→ **Exercise data**:
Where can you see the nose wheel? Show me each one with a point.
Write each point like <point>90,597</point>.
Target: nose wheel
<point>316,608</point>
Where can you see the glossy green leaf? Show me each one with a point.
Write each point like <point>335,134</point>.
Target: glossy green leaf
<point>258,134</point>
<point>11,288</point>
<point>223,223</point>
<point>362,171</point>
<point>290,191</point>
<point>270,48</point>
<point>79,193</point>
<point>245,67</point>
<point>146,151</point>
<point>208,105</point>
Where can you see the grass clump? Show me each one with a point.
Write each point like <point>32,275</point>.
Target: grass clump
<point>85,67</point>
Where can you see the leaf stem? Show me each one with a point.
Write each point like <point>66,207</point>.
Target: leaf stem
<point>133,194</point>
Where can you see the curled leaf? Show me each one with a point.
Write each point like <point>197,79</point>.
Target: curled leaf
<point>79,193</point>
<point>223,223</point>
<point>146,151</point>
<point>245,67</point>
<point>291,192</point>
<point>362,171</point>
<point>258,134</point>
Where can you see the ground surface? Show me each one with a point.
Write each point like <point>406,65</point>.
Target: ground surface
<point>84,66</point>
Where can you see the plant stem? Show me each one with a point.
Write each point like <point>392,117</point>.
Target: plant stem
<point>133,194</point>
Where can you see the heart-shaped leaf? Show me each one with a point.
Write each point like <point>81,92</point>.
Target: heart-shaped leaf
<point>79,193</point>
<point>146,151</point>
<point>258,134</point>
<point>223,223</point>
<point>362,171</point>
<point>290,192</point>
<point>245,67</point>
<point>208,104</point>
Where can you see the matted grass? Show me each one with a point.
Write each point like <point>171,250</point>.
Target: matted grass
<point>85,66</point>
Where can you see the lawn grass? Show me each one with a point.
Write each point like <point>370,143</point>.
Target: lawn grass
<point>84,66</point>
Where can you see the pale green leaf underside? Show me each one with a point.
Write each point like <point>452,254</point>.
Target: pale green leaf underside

→ **Work instructions**: If a line in the records contains "with", report it.

→ **Exercise output**:
Where can you see the nose wheel? Show me each one with a point.
Where can you see the glossy green leaf? Show me each one with a point.
Where can you see the grass clump? Show me each one with a point.
Where can you see the leaf stem? Show me each one with a point.
Where can you see the curled leaf? Show me each one with a point.
Where can you see the ground surface? Show me each one with a point.
Where can you see the plant stem? Show me each one with a point.
Where can you see the heart-shaped leaf? Show me each one with a point.
Where can you see the matted grass? Show me each one with a point.
Where can you see the lawn grass? Show me each one with a point.
Where can you see the pale green leaf underside? Show me each one with a point.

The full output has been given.